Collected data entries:
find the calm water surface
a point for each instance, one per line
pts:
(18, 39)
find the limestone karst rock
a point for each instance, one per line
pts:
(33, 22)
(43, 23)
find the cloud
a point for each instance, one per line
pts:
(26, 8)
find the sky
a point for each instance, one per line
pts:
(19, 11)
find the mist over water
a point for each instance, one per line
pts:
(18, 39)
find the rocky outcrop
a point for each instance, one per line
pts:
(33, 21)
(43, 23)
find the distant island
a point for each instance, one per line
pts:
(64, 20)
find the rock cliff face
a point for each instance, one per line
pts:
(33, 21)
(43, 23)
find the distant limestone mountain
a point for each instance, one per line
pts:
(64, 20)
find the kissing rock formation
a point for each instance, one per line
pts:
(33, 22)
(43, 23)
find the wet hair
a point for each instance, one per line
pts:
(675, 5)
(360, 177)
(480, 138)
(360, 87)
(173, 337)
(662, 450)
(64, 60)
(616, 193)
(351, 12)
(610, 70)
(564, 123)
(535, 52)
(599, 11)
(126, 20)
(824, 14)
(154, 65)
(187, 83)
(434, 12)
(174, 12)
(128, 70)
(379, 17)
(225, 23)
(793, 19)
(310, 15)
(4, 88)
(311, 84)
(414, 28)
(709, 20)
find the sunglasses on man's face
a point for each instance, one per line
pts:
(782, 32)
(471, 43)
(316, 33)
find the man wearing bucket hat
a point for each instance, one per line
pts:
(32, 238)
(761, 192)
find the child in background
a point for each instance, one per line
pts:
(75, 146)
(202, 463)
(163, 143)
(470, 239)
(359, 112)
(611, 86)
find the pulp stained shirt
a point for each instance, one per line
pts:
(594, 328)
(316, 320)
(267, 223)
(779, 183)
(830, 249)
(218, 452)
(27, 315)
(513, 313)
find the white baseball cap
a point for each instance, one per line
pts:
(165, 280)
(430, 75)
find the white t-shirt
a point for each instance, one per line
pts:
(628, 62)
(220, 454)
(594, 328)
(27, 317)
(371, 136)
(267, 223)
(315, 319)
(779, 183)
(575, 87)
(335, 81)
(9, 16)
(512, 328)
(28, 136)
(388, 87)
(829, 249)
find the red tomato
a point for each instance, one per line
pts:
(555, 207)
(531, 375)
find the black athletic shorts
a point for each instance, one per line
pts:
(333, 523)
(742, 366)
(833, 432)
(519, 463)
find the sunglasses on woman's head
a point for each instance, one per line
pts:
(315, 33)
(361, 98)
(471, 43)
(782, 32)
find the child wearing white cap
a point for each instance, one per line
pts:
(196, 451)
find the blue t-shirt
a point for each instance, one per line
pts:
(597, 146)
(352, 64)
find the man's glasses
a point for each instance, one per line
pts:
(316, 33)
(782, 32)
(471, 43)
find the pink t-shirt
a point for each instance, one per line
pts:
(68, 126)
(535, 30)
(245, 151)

What the task asks:
Put the lines from the one containing "find the man wearing bucket hat" through the end of the records into a JSON list of strings, with one string per line and blank lines omitted. Include both the starting line and the final line, and leave out every line before "find the man wearing bucket hat".

Written solution:
[
  "find the man wearing bucket hat",
  "a point for each instance, one per line",
  "pts:",
  "(32, 238)",
  "(761, 192)",
  "find the child in background",
  "a point for each instance, one per line",
  "pts:",
  "(75, 146)",
  "(202, 463)",
  "(163, 143)",
  "(470, 239)",
  "(359, 112)",
  "(611, 86)",
  "find the pulp stained shirt",
  "a point for each instance, one per line",
  "pts:",
  "(594, 328)",
  "(316, 320)",
  "(267, 223)",
  "(779, 183)",
  "(830, 249)",
  "(218, 452)",
  "(27, 315)",
  "(513, 313)",
  "find the white baseball cap",
  "a point for each instance, one per line",
  "pts:",
  "(165, 280)",
  "(430, 75)",
  "find the white t-shirt",
  "a point for each instance, one per line",
  "pts:",
  "(628, 62)",
  "(220, 454)",
  "(594, 328)",
  "(27, 317)",
  "(371, 136)",
  "(267, 223)",
  "(315, 319)",
  "(779, 183)",
  "(575, 87)",
  "(335, 81)",
  "(9, 16)",
  "(512, 328)",
  "(28, 136)",
  "(388, 87)",
  "(829, 249)",
  "find the red tomato",
  "a point for each instance, one per line",
  "pts:",
  "(555, 207)",
  "(531, 375)",
  "find the black athletic shorts",
  "a point for each instance, one per line",
  "pts:",
  "(333, 523)",
  "(742, 366)",
  "(833, 432)",
  "(519, 463)",
  "find the sunglasses on woman's head",
  "a point for each instance, one per line",
  "pts:",
  "(315, 33)",
  "(361, 98)",
  "(471, 43)",
  "(782, 32)",
  "find the child wearing white cap",
  "a point for each instance, one per line",
  "pts:",
  "(196, 451)",
  "find the blue t-shirt",
  "a point for each instance, one per line",
  "pts:",
  "(597, 146)",
  "(352, 64)",
  "find the man's glasses",
  "a point for each instance, one per line",
  "pts:",
  "(316, 33)",
  "(782, 32)",
  "(471, 43)",
  "find the pink t-shirt",
  "a point for each instance, one per line",
  "pts:",
  "(68, 126)",
  "(535, 30)",
  "(245, 151)"
]